Exercise description> In the listing below, retype the lines beginning with the one that contains "the wooden beam?" and continuing through the one that contains "0, 420, 82]]", including both of those lines.

Items>

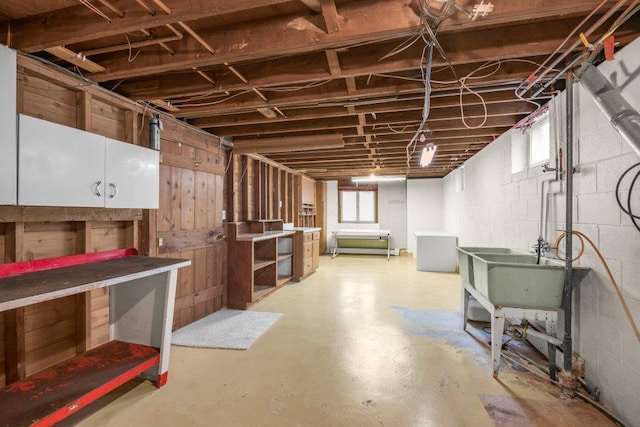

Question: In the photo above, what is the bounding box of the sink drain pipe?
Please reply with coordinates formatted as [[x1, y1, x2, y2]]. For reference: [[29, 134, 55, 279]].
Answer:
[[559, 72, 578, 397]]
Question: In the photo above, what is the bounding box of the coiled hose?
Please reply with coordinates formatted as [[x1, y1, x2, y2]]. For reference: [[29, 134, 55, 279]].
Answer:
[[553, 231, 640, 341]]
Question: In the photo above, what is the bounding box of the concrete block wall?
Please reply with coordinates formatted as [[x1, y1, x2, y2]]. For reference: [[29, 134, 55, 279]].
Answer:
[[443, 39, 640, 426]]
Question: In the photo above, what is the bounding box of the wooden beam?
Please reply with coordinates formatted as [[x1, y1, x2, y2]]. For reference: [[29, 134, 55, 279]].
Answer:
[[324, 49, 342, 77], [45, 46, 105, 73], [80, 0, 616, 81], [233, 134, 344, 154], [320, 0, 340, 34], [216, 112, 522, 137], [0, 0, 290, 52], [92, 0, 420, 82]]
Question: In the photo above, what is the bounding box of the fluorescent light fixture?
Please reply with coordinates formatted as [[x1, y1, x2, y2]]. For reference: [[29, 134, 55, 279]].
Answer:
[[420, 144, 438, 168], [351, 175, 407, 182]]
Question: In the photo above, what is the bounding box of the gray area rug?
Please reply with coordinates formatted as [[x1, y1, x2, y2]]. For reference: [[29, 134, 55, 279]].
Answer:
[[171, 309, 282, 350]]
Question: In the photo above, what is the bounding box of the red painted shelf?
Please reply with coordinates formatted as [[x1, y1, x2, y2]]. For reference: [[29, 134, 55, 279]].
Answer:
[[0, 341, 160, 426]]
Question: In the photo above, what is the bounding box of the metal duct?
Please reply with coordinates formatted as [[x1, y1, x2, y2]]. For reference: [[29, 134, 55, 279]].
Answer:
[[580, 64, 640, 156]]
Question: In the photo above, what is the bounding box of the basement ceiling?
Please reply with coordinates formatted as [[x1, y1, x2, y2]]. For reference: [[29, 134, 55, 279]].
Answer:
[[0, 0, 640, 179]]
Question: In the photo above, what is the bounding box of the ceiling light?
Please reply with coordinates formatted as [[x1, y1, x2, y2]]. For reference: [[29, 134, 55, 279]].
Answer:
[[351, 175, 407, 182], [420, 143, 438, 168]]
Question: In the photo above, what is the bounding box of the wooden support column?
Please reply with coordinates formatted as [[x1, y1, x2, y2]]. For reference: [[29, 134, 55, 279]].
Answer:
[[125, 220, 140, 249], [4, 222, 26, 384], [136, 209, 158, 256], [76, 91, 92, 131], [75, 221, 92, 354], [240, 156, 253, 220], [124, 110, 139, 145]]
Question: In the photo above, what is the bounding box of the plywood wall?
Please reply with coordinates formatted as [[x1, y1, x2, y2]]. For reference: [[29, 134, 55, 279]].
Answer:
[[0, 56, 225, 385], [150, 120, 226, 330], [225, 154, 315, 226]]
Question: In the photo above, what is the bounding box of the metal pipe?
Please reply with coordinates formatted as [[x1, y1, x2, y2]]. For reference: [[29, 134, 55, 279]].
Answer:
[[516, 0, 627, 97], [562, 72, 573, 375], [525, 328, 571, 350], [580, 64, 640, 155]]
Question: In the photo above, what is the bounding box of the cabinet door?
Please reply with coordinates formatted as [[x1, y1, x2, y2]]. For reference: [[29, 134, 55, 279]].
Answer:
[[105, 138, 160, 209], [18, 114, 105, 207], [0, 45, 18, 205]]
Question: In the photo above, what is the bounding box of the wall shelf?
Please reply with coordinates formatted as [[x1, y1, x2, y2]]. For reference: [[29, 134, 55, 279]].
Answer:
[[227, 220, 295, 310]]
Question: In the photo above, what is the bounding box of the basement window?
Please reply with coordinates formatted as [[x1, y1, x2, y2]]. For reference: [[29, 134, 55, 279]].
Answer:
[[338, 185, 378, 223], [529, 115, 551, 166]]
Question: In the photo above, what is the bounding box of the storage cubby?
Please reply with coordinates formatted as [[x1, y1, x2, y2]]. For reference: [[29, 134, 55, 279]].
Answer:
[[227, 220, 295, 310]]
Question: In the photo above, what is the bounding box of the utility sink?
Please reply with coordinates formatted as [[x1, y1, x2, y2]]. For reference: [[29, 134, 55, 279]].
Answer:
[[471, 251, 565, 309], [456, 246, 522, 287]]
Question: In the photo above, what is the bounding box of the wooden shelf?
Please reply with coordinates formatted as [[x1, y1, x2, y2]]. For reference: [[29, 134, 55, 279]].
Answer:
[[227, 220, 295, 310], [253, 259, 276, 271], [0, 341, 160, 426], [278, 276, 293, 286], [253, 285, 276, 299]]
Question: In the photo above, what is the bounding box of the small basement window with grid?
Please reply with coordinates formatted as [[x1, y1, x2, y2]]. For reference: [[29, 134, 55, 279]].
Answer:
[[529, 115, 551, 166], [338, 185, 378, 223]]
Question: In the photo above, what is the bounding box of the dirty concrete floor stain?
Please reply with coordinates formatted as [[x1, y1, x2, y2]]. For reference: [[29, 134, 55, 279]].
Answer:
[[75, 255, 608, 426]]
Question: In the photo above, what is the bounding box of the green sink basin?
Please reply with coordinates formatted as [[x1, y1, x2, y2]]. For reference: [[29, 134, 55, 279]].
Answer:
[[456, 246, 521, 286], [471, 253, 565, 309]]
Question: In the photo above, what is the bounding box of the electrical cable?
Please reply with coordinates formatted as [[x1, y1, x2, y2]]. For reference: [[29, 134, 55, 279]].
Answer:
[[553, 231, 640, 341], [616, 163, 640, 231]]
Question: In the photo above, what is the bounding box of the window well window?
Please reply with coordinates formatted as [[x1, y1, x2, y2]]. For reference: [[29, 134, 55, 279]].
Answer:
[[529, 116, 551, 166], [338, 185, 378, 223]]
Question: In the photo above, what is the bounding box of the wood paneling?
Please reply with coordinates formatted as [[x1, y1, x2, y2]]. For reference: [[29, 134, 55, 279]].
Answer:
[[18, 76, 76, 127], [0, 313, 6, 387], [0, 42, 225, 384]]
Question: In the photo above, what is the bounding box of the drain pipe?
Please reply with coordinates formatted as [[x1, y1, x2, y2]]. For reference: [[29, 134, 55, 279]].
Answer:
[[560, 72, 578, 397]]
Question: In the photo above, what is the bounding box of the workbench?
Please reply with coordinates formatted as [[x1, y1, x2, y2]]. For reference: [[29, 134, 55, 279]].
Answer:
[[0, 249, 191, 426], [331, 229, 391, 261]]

Correct result>
Question: In the photo above, what is the bounding box of the wooden beam?
Please reply with coordinates formatted as [[x1, y1, x2, y2]]. For reference: [[29, 134, 55, 279]].
Answer:
[[324, 49, 342, 77], [45, 46, 105, 73], [80, 0, 616, 81], [233, 134, 344, 154], [320, 0, 340, 34], [216, 112, 522, 137], [0, 0, 290, 52], [92, 0, 420, 82]]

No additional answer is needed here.